* _TASK INSTRUCTIONS_
Scan the entries below for the string "grass" and copy every line where it turns up.

* _MATERIAL TO PROCESS_
- - - -
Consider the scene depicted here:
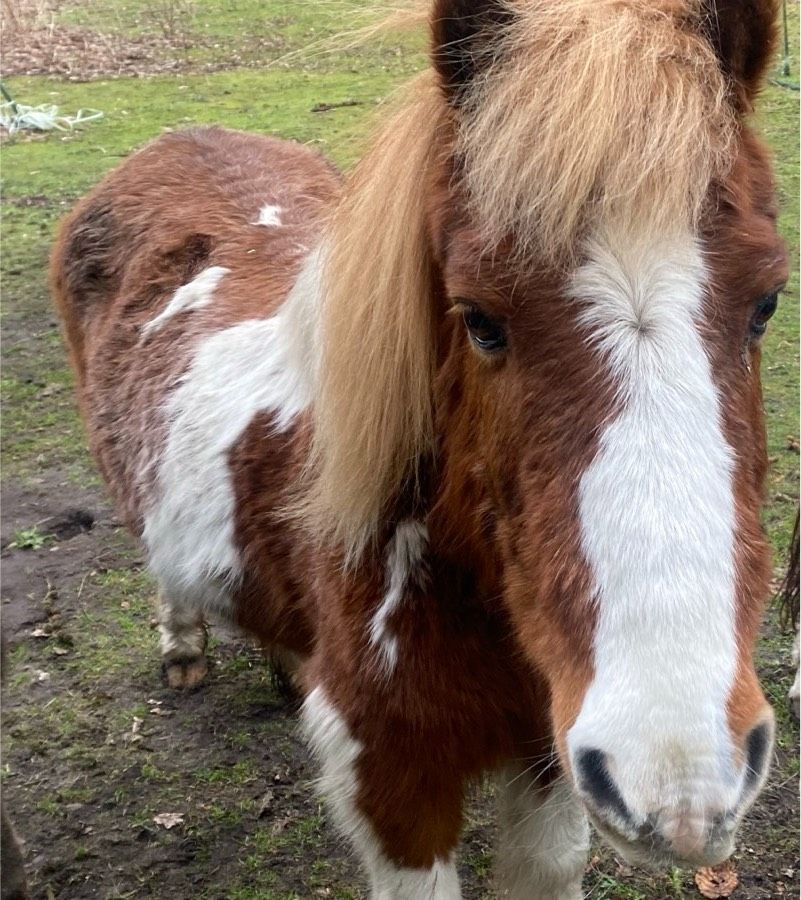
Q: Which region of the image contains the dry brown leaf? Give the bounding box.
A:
[695,860,739,898]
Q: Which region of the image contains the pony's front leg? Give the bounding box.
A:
[156,591,208,689]
[302,685,463,899]
[495,762,589,900]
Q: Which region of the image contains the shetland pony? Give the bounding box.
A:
[52,1,788,896]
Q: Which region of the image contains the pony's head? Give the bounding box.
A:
[310,0,787,867]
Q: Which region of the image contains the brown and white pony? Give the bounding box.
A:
[52,0,788,895]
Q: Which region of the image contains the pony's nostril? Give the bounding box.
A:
[575,748,632,825]
[744,722,771,789]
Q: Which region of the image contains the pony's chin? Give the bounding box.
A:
[589,815,735,871]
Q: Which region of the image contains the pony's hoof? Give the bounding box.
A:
[163,655,207,690]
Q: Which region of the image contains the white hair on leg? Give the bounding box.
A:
[495,766,588,900]
[156,590,208,689]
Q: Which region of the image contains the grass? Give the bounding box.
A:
[1,1,798,899]
[757,42,801,553]
[7,525,52,549]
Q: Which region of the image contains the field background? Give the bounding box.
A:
[1,1,799,898]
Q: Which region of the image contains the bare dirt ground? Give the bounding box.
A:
[1,0,286,79]
[1,25,287,79]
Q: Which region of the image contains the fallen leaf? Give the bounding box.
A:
[695,860,739,898]
[30,627,49,638]
[786,435,800,454]
[615,858,633,878]
[153,812,184,830]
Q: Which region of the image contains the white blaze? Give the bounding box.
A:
[566,225,740,819]
[495,768,588,899]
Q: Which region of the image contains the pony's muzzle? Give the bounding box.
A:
[573,717,774,867]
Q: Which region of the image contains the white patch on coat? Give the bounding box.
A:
[142,248,324,618]
[253,204,282,227]
[302,687,461,899]
[567,226,741,830]
[141,266,230,337]
[495,769,588,900]
[368,519,428,674]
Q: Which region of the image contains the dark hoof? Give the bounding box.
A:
[163,655,207,690]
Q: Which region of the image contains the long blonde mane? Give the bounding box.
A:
[304,72,448,559]
[303,0,739,558]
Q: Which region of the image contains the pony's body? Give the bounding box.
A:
[53,2,788,896]
[57,130,332,661]
[54,123,555,861]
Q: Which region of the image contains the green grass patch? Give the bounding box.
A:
[194,760,259,785]
[7,525,52,550]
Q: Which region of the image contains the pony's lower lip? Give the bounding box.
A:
[587,812,735,870]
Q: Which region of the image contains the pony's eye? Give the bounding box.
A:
[750,292,779,339]
[462,306,507,353]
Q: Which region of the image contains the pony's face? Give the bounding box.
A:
[430,0,787,869]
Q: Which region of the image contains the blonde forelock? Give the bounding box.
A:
[457,0,738,263]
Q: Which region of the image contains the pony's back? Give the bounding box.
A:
[51,127,338,387]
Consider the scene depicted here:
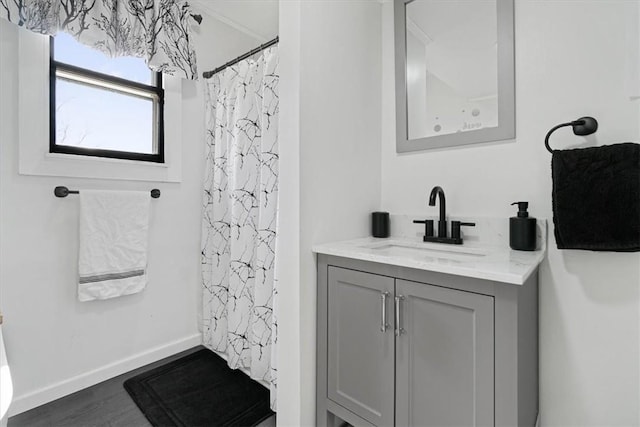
- - - -
* _SOLUTION TO THIS PROBLEM_
Q: Which region of the image contains the grass? Give the bounding box.
Q: Which region of the image contains the green grass patch? Give the bounding box.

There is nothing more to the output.